Excerpts of pointing data
========================

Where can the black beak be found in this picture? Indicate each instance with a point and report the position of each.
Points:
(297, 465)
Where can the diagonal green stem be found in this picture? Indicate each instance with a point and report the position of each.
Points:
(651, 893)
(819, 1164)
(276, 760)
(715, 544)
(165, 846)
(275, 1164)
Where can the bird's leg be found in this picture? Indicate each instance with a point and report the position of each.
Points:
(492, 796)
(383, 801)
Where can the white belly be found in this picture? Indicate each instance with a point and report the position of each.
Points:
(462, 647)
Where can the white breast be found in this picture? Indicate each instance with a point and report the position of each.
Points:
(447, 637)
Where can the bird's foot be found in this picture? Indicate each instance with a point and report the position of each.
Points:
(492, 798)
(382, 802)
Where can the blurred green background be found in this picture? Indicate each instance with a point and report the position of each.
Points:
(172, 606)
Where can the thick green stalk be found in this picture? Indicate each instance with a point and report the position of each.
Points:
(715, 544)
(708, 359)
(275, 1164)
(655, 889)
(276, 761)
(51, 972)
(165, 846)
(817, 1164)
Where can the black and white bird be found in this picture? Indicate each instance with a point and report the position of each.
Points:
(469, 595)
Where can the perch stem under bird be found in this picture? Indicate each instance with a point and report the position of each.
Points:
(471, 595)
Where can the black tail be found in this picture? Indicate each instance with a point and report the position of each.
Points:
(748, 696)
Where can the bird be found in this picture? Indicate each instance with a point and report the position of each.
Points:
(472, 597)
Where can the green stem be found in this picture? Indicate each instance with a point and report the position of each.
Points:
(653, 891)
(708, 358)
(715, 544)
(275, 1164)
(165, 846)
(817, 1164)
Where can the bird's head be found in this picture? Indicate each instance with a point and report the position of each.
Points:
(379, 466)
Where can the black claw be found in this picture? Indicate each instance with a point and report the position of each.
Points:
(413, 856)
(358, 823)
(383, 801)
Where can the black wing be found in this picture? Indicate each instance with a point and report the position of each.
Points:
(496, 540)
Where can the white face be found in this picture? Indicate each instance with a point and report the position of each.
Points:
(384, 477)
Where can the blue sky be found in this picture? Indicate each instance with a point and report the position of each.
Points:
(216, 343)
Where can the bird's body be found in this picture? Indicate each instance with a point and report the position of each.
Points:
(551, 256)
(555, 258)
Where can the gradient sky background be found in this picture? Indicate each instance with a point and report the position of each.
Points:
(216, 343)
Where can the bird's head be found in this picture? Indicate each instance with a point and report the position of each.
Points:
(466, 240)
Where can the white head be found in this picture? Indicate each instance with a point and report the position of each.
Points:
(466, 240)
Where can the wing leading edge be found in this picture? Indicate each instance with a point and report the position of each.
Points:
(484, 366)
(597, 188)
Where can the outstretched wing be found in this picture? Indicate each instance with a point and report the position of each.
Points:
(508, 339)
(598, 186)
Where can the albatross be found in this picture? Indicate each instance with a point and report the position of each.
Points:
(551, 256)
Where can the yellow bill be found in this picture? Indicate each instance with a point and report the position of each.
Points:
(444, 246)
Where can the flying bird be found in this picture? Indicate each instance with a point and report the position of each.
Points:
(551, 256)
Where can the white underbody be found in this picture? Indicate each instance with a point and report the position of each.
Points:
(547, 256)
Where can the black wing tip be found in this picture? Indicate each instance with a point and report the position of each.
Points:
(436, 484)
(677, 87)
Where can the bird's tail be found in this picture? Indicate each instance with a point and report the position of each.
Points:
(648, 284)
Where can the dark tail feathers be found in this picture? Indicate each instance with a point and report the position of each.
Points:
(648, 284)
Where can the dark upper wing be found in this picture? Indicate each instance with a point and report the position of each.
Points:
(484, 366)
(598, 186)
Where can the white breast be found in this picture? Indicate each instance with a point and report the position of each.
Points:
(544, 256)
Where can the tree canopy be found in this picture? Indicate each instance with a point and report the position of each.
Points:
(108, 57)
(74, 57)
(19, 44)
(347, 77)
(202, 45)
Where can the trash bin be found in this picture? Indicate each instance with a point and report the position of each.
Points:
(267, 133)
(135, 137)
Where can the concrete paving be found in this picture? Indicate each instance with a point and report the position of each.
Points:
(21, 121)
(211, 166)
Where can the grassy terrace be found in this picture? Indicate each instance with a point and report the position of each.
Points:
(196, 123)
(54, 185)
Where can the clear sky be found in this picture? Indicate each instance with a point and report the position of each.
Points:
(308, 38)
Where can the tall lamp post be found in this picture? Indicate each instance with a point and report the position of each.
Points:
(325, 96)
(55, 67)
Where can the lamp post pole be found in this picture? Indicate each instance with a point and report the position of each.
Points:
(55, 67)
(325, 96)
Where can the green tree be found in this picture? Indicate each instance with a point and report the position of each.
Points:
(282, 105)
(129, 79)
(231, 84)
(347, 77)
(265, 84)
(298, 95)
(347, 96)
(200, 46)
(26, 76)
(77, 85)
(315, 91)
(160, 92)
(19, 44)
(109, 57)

========================

• [The request] Present every line of the listing as a Markdown table with two columns, Row and Line. Number the rows in order and leave out any blank lines.

• [Answer to this task]
| Row | Line |
|---|---|
| 1 | Where can the black beak be found in this picture? Indicate each instance with a point and report the position of each. |
| 2 | Points: |
| 3 | (297, 465) |
| 4 | Where can the diagonal green stem be found in this picture? Indicate each instance with a point and report the position of each. |
| 5 | Points: |
| 6 | (651, 893) |
| 7 | (819, 1164) |
| 8 | (276, 760) |
| 9 | (715, 544) |
| 10 | (165, 846) |
| 11 | (275, 1164) |
| 12 | Where can the bird's leg be found in this picture? Indicate each instance with a point and report the position of each. |
| 13 | Points: |
| 14 | (492, 796) |
| 15 | (383, 801) |
| 16 | Where can the white belly be found in this picture? Indicate each instance with a point and report the position of each. |
| 17 | Points: |
| 18 | (462, 647) |
| 19 | Where can the white breast be found in this picture? Indicate each instance with a point and report the position of each. |
| 20 | Points: |
| 21 | (447, 637) |
| 22 | Where can the bird's foot be found in this picture? Indicate each instance with a point and report the position of each. |
| 23 | Points: |
| 24 | (492, 798) |
| 25 | (382, 802) |
| 26 | Where can the blurred green background be found in this picture? Indicate each instance with a point and report the position of each. |
| 27 | Points: |
| 28 | (172, 606) |
| 29 | Where can the thick green stalk be found in this picture? Indicate each instance with a point and report the position of each. |
| 30 | Points: |
| 31 | (715, 544) |
| 32 | (708, 359) |
| 33 | (275, 1164) |
| 34 | (655, 889) |
| 35 | (276, 761) |
| 36 | (51, 972) |
| 37 | (165, 846) |
| 38 | (817, 1164) |
| 39 | Where can the black and white bird be found in this picture? Indicate each instance with a point and report the position of each. |
| 40 | Points: |
| 41 | (469, 595) |
| 42 | Where can the perch stem under bird be found in this picture? Indicate each instance with a point and report the position of each. |
| 43 | Points: |
| 44 | (471, 595) |
| 45 | Where can the black tail be found in this picture? Indicate each instance with a point and report the position of each. |
| 46 | Points: |
| 47 | (748, 696) |
| 48 | Where can the bird be found in this picture? Indicate each instance with a point and report the position of each. |
| 49 | Points: |
| 50 | (472, 597) |
| 51 | Where can the green stem be found in this picture? Indicate each instance with a point and report the position of each. |
| 52 | Points: |
| 53 | (653, 891) |
| 54 | (708, 358) |
| 55 | (715, 544) |
| 56 | (275, 1164) |
| 57 | (165, 846) |
| 58 | (817, 1164) |
| 59 | Where can the bird's head be found in this picture? Indicate each instance with a point and report the position of each. |
| 60 | Points: |
| 61 | (379, 466) |
| 62 | Where can the black claw be found in this picture? Indicate each instance with a point and report the position of each. |
| 63 | Points: |
| 64 | (413, 856) |
| 65 | (358, 823) |
| 66 | (383, 801) |
| 67 | Where can the black wing be found in this picture? Indicate each instance with a point and report the position of each. |
| 68 | Points: |
| 69 | (496, 540) |
| 70 | Where can the white face be found in this picture? Indicate each instance with a point and report the position of each. |
| 71 | Points: |
| 72 | (384, 477) |
| 73 | Where can the blue sky be found in this picture? Indicate each instance with a point and report the position of each. |
| 74 | Points: |
| 75 | (216, 343) |
| 76 | Where can the bird's body be found in this picture? Indicate each instance with a point and report the position of each. |
| 77 | Points: |
| 78 | (551, 256) |
| 79 | (555, 258) |
| 80 | Where can the gradient sky background be found in this picture? Indicate each instance with a point and report the position of each. |
| 81 | Points: |
| 82 | (216, 343) |
| 83 | Where can the bird's head be found in this picture? Indicate each instance with a point and report the position of each. |
| 84 | Points: |
| 85 | (466, 240) |
| 86 | Where can the white head be found in this picture? Indicate each instance with a point and report the position of each. |
| 87 | Points: |
| 88 | (466, 240) |
| 89 | Where can the wing leading edge be found in this picture? Indicate each instance with a point and report the position of each. |
| 90 | Points: |
| 91 | (484, 366) |
| 92 | (597, 188) |
| 93 | Where can the outstretched wing be found in this picture? Indicate each instance with a point and report the position of each. |
| 94 | Points: |
| 95 | (508, 339) |
| 96 | (598, 186) |
| 97 | Where can the albatross be found in this picture? Indicate each instance with a point and report the position of each. |
| 98 | Points: |
| 99 | (551, 256) |
| 100 | Where can the yellow bill be found in this picture? Indicate each instance with a point and report the position of each. |
| 101 | Points: |
| 102 | (444, 246) |
| 103 | Where can the flying bird be found in this picture? Indicate each instance with a point and report the position of each. |
| 104 | Points: |
| 105 | (551, 256) |
| 106 | Where can the white underbody be found in this picture? Indicate each instance with a point and report the position of each. |
| 107 | Points: |
| 108 | (547, 256) |
| 109 | Where can the black wing tip be found in this picture? Indicate each instance with a point and report the position of each. |
| 110 | Points: |
| 111 | (436, 484) |
| 112 | (677, 87) |
| 113 | Where can the bird's tail be found in this picture? Indicate each instance with a point and report the position of each. |
| 114 | Points: |
| 115 | (648, 284) |
| 116 | Where can the dark tail feathers be found in this picture? Indicate each instance with a point and report the position of each. |
| 117 | Points: |
| 118 | (648, 284) |
| 119 | Where can the dark upper wing be found in this picture? Indicate each instance with a point and report the position of each. |
| 120 | Points: |
| 121 | (484, 366) |
| 122 | (598, 186) |
| 123 | Where can the white breast be found in this picture? Indicate each instance with a point and report the position of each. |
| 124 | Points: |
| 125 | (544, 256) |
| 126 | Where can the tree canopy be found in this picture? Indicate each instance with a point and report the position of each. |
| 127 | Points: |
| 128 | (108, 57) |
| 129 | (74, 57) |
| 130 | (19, 44) |
| 131 | (347, 77) |
| 132 | (202, 45) |
| 133 | Where can the trash bin be found in this picture? Indicate each instance with a point and report the position of each. |
| 134 | Points: |
| 135 | (267, 133) |
| 136 | (135, 137) |
| 137 | Where can the concrete paving be found in this picture? Indicate each instance with a point and report the position of each. |
| 138 | Points: |
| 139 | (21, 121) |
| 140 | (211, 166) |
| 141 | Where can the grassy terrace be found in this picture? Indicate each instance with a point and report the position of each. |
| 142 | Points: |
| 143 | (196, 123) |
| 144 | (54, 185) |
| 145 | Where can the clear sky be found in this picture? Indicate each instance with a point and report the position of each. |
| 146 | Points: |
| 147 | (308, 38) |
| 148 | Where can the tall lamp post be found in this picture? Indicate each instance with a point and report the position of each. |
| 149 | Points: |
| 150 | (325, 96) |
| 151 | (55, 67) |
| 152 | Where can the lamp post pole be found in this picture? Indicate each instance with a point and report the position of each. |
| 153 | Points: |
| 154 | (55, 67) |
| 155 | (325, 96) |
| 156 | Where can the green tree be found in this picture? Indicate each instance with a point and report the position of each. |
| 157 | Points: |
| 158 | (282, 105) |
| 159 | (129, 79) |
| 160 | (231, 84) |
| 161 | (347, 77) |
| 162 | (265, 84) |
| 163 | (298, 95) |
| 164 | (347, 96) |
| 165 | (200, 46) |
| 166 | (26, 76) |
| 167 | (77, 85) |
| 168 | (315, 91) |
| 169 | (160, 92) |
| 170 | (19, 44) |
| 171 | (109, 57) |